- [Exercise text]
◆ ◆ ◆
Wednesday, January 24, 2018

The Analyst's Hate

We see in Winnicott’s 1949 paper on hate a resonance with Bromberg’s contemporary ideas on sharing feelings we have about our patients with our patients. Bromberg writes about dissociation, both normal and pathological, in both patient and analyst and recommends the analyst work hard to bring dissociated feelings to the conversation.
The analyst must be prepared to bear strain without expecting the patient to know anything about what he is doing, perhaps over a long period of time. To do this he must be easily aware of his own fear and hate. ...Eventually, he ought to be able to tell his patient what he has been through on the patient's behalf …
And:
The analyst's hate is ordinarily latent and is easily kept latent. In analysis of psychotics the analyst is under greater strain to keep his hate latent, and he can only do this by being thoroughly aware of it. Now I want to add that in certain stages of certain analyses the analyst's hate is actually sought by the patient, and what is then needed is hate that is objective. If the patient seeks objective or justified hate he must be able to reach it…[for authenticity, to trust his own gut feelings, his own reality]

Winnicott, a pediatrician before becoming a psychoanalyst, was already aware of what more recent infant research has shown, and what Kohut later explicated and emphasized:
There is a vast difference between those patients who have had satisfactory early experiences which can be discovered in the transference, and those whose very early experiences have been so deficient or distorted that the analyst has to be the first in the patient's life to supply certain environmental essentials.
◆ ◆ ◆
- [Information shown]
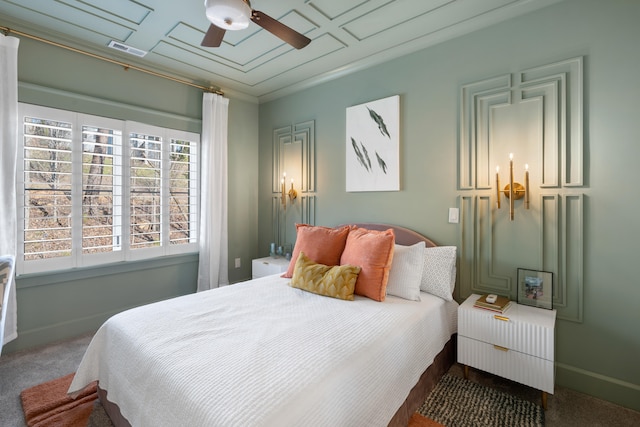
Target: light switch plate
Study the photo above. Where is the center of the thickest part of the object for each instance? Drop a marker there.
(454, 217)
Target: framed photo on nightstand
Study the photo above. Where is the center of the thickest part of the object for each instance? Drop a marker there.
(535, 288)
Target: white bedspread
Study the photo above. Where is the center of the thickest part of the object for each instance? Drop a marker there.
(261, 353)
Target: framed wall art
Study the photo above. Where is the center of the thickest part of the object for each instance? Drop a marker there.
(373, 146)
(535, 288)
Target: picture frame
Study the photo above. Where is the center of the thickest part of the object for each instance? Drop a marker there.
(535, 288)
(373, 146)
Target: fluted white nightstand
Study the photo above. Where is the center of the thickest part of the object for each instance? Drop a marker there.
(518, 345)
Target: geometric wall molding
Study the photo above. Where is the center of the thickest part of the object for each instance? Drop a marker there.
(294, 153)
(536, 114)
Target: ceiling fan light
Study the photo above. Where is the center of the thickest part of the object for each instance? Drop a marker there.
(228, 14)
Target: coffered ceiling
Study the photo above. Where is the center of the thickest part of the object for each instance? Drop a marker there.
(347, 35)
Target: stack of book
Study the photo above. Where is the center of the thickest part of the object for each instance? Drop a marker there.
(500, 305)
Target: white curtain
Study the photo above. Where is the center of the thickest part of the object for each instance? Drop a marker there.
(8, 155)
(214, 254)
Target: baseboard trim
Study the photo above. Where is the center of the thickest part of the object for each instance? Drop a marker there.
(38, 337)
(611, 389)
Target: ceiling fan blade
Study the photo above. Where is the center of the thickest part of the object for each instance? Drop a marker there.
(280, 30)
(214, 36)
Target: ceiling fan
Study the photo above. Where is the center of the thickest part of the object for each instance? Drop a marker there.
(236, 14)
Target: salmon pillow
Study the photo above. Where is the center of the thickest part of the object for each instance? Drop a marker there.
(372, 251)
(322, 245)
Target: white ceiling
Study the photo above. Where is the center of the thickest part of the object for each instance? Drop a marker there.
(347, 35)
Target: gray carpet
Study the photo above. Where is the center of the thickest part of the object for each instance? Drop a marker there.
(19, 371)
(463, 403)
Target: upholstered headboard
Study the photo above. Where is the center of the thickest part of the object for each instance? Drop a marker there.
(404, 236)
◆ ◆ ◆
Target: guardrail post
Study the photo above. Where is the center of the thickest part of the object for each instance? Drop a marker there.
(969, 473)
◆ ◆ ◆
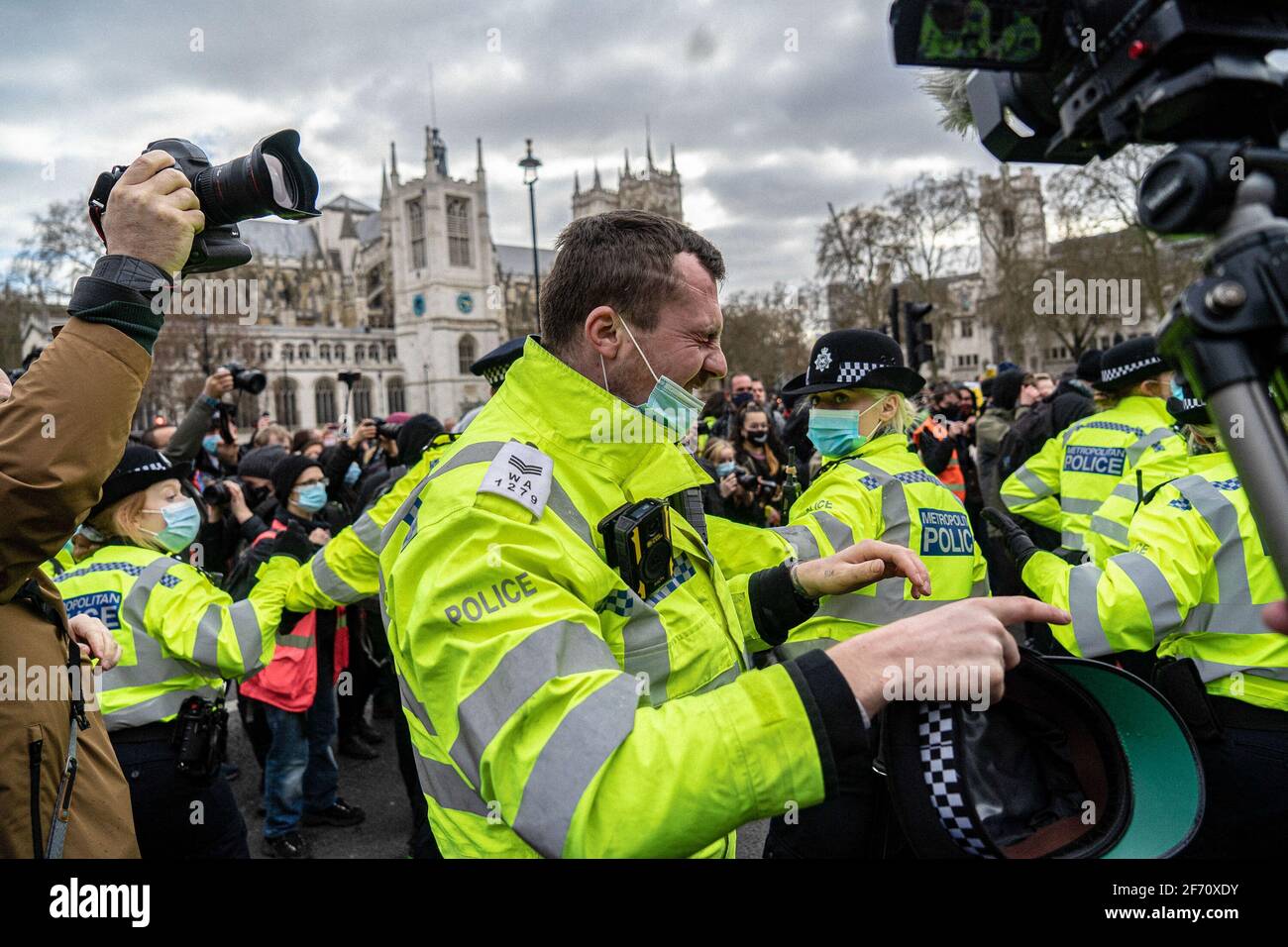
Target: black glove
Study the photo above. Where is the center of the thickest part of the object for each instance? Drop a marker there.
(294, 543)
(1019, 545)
◆ ◆ ◆
- [Explore the material]
1. In the post on the analyst's hate, what was Winnicott's profession before he became a psychoanalyst?
2. Resume the post on the analyst's hate after its final sentence.

- [Results for the exercise]
1. He was a pediatrician.

2.
Winnicott was also aware of how psychic equivalence operated (as in Klein’s paranoid-schizoid position)  :
For the neurotic the couch and warmth and comfort can be symbolical of the mother's love; for the psychotic it would be more true to say that these things are the analyst's physical expression of love. The couch is the analyst's lap or womb, and the warmth is the live warmth of the analyst's body.

[Note that when, in this paper, Winnicott uses the term ‘psychotic’ he refers to Borderline personality structure; Also note that objectivity is no longer considered desirable -- even were it possible, but Winnicott may be indicating that the analyst stay in or, rather, eventually recover an analytic attitude that keeps the patient’s needs primary.]

Winnicott, D.W. (1949). Hate in the Counter-Transference. Int. J. Psycho-Anal., 30:69-74.

1 comment:

Unknown said...

I've been following, and enjoying reading your blog, for about 2 months now. I meant to comment before this! However, I'm prompted now, because I would very much like to read this post, but for some reason, 1/3 of it appears to be hidden off the right edge of your screen. Can this be fixed? Thanks and best regards. Lisa T.